▶ **Zadanie**:
Wypisz wszystkie gry, które w poniższym felietonie o sieciowych strzelaninach zapowiedziano do omówienia w tym odcinku.

▶ **Fragment tekstu**:
+ + + + + + +

Współczesna ewolucja sieciowych strzelanin (2) - Rock - 11 kwietnia 2011

Współczesna ewolucja sieciowych strzelanin (2)

W moim ostatnim felietonie postanowiłem zabrać się za strzelaniny MMO, które stanowią dla deweloperów spore wyzwanie. Jak zaplanowałem, tak zrobiłem, a teraz ten pomysł kontynuuję. Shootery MMO są praktycznie nowym gatunkiem i jak do tej pory wszelkie realizacje tego typu kończą się przeważnie porażkami. Dzisiaj idąc za ciosem na warsztat wezmę sobie  APB: All Points Bulletin, Global Agenda oraz Dust 514 (obecnie w trakcie produkcji), o którym trafnie przypomniał mi czytelnik (dzięki Garbol).

 

 

Zacznę jednak od fundamentalnej różnicy między strzelaninami, a grami MMO, która stanowi najpoważniejszy problem dla deweloperów i może być poważną przeszkodą w szybkim połączeniu obu tych gatunków. Ponadto chciałbym również zwrócić uwagę na to, że na razie nie omawiam strzelanin funkcjonujących w modelu darmowym z mikrotransakcjami. Te rządzą się odrobinę innymi prawami, które niestety zakładają dominację graczy, gotowych zainwestować w zabawę prawdziwe pieniądze. Te kwestie omówię przy innej okazji.

+ + + + + + +

▶ **Sekcja danych**:
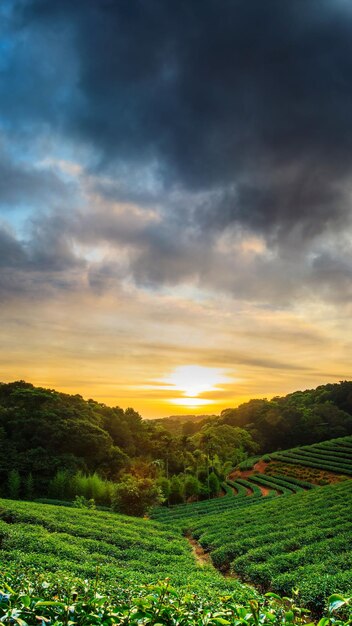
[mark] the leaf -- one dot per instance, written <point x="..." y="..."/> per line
<point x="323" y="621"/>
<point x="50" y="603"/>
<point x="336" y="601"/>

+ + + + + + +

▶ **Wykonane zadanie**:
Zapowiedziane gry to APB: All Points Bulletin, Global Agenda oraz Dust 514.